— START OF Provided text —
For the Christian, every activity has its beginning and its end in Christ: the baptized person acts, spurred by love for him, and knows that even the effectiveness of his actions springs from belonging to him: “Apart from me you can do nothing” (Jn 15:5). In imitation of Jesus and the Apostles, who follow up the preaching of the kingdom by concrete signs of its fulfilment (Acts 1 :1; Mk 6:30), the Christian evangelizes by words and deeds, both the fruit of faith in Christ. Actions, in fact, are his “active faith”, while words are his “eloquent faith”. Since there is no evangelization without, in consequence, charitable actions, there is no authentic charity without the spirit of the Gospel: they are two intimately linked aspects.
“Man shall not live by bread alone but by every word that proceeds from the mouth of God” (Mt 4:4). The true pastor, even when he is harassed by enormous practical problems, never forgets that [the weak and the poor] have need of God and that many seek him with a sincere heart. Like the disciples of Emmaus, however, their eyes are often incapable of recognizing him (cf. Lk 24:16). They should therefore also be offered a presence which, guiding and listening to them, makes the Word of God resound, makes their hearts beat with hope and guides them to the meeting with the risen Christ. This is the Church’s missionary path: to go to meet women and men of every race, tongue and nation with friendship and love, sharing their conditions in an evangelical spirit, to break the bread of truth and charity for them…
...The events of the Apostle Paul as told in Acts testify that, guided by the firm conviction that salvation is in Christ alone, he was totally dedicated to taking every opportunity to proclaim the Messiah. He lived this commitment as a duty: “For if I preach the Gospel, that gives me no ground for boasting. For necessity is laid upon me. Woe to me if I do not preach the Gospel!” (1 Cor 9:16). Indeed he was aware of the right of those whom he was addressing to receive the saving proclamation…
...In the light of what will happen on Calvary, we understand that the lifting up on the Cross is the condition for the glorification of Christ with the Father and with mankind, and that only the dynamism of the paschal mystery completely fulfils men’s desire to see him and to communicate with him. The Church is called to establish an intense dialogue with humanity, not only to transmit authentic values to them, but above all to reveal Christ’s mystery, because only in him does the person reach his truest dimension. “And I, when I am lifted up from the earth, will draw all men to myself” (Jn 12:32). This “drawing”, integrates us into the communion of charity and, making us capable of forgiveness and reciprocal love, achieves authentic human advancement.
— END OF Provided text —
— START OF Provided material —
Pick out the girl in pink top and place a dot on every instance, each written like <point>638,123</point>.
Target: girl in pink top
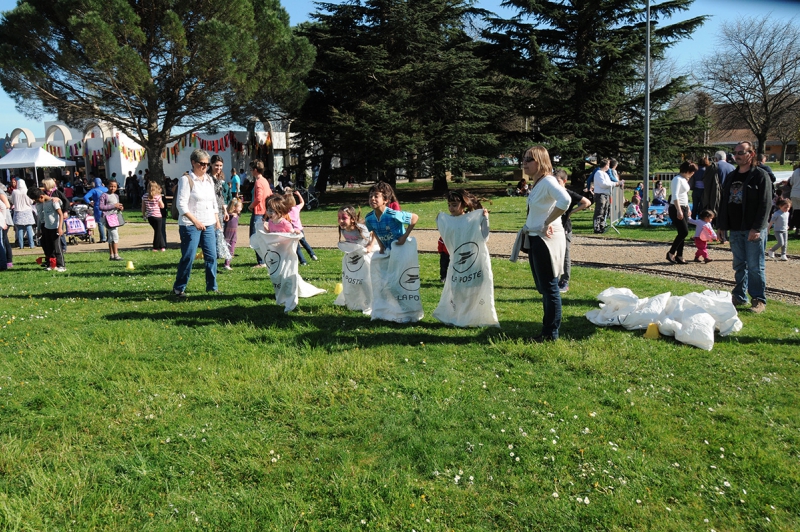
<point>296,203</point>
<point>278,215</point>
— END OF Provided material —
Direction 1:
Answer these questions from the text on evangelization.
(a) What does the text call actions, and what does it call words?
(b) To whom does the text liken those whose eyes are often incapable of recognizing God?
(c) How did the Apostle Paul live his commitment to proclaim the Messiah?
Direction 2: Output the stretch of the text on evangelization from "For the Christian, every" through "intimately linked aspects.", copied exactly.
Rely only on the text on evangelization.

Response 1:
(a) Actions are "active faith," and words are "eloquent faith."
(b) The disciples of Emmaus.
(c) He lived it as a duty.

Response 2:
For the Christian, every activity has its beginning and its end in Christ: the baptized person acts, spurred by love for him, and knows that even the effectiveness of his actions springs from belonging to him: “Apart from me you can do nothing” (Jn 15:5). In imitation of Jesus and the Apostles, who follow up the preaching of the kingdom by concrete signs of its fulfilment (Acts 1 :1; Mk 6:30), the Christian evangelizes by words and deeds, both the fruit of faith in Christ. Actions, in fact, are his “active faith”, while words are his “eloquent faith”. Since there is no evangelization without, in consequence, charitable actions, there is no authentic charity without the spirit of the Gospel: they are two intimately linked aspects.